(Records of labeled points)
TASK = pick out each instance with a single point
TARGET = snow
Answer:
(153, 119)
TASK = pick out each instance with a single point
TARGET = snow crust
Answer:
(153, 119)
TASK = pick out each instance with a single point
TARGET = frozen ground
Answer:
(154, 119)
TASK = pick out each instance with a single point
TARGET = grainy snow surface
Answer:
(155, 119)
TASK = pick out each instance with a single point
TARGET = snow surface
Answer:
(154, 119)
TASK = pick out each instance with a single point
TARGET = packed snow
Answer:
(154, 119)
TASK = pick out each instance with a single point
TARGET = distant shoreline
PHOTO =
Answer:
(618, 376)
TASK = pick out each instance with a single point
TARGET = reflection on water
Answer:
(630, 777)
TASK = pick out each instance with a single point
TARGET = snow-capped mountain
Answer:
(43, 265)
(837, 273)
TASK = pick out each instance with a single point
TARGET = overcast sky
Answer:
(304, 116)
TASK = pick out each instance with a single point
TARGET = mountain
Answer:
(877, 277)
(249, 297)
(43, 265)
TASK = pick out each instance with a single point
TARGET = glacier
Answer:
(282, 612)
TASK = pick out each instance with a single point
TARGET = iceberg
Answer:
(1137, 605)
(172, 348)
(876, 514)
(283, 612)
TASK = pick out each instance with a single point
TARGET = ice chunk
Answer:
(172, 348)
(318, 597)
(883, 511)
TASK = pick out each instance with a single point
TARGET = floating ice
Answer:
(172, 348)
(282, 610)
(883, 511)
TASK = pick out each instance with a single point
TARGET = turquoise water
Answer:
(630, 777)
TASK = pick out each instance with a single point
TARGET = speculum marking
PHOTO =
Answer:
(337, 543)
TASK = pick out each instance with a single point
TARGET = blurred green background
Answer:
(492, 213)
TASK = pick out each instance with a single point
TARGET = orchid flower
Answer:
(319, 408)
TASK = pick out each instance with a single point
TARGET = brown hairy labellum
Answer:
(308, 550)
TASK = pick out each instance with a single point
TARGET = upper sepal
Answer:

* **TASK TO CARRY OUT**: Copy all of the data. Keep every word exactly as it is.

* **OUTPUT OF THE TASK**:
TASK = pick out each instance with a single point
TARGET = snow
Answer:
(153, 119)
TASK = pick out each instance with a single point
TARGET = snow crust
Answer:
(153, 119)
TASK = pick out each instance with a single point
TARGET = frozen ground
Answer:
(154, 119)
TASK = pick out each instance with a single point
TARGET = grainy snow surface
Answer:
(155, 119)
TASK = pick out each instance with a single point
TARGET = snow surface
Answer:
(154, 119)
TASK = pick out each instance with a single point
TARGET = packed snow
Answer:
(154, 119)
TASK = pick out each instance with a single point
TARGET = distant shoreline
PHOTO =
Answer:
(618, 376)
TASK = pick out each instance with a single point
TARGET = reflection on water
Answer:
(630, 777)
TASK = pick out each instance with a single point
TARGET = snow-capped mountain
Answer:
(43, 265)
(837, 273)
TASK = pick out each instance with a single point
TARGET = overcast sky
Answer:
(304, 116)
TASK = pick out each instance with a single point
TARGET = mountain
Answer:
(877, 277)
(249, 297)
(43, 265)
TASK = pick out each instance with a single point
TARGET = glacier
Answer:
(282, 612)
TASK = pick out each instance with a single point
TARGET = iceberg
Answer:
(1137, 605)
(172, 348)
(876, 514)
(283, 612)
TASK = pick out each instance with a single point
TARGET = ice chunk
Answer:
(172, 348)
(318, 597)
(883, 511)
TASK = pick out each instance with a single point
TARGET = floating ice
Answer:
(172, 348)
(282, 610)
(883, 511)
TASK = pick out each instance with a single point
TARGET = turquoise water
Answer:
(630, 777)
TASK = pick out each instance with a single point
TARGET = speculum marking
PHOTO =
Answer:
(337, 543)
TASK = pick out each instance with a single point
TARGET = blurred green background
Answer:
(492, 213)
TASK = pick out each instance with a single point
TARGET = orchid flower
Answer:
(319, 408)
TASK = pick out each instance with a single point
TARGET = brown hairy labellum
Answer:
(308, 550)
TASK = pick out each instance with a single point
TARGET = upper sepal
Answer:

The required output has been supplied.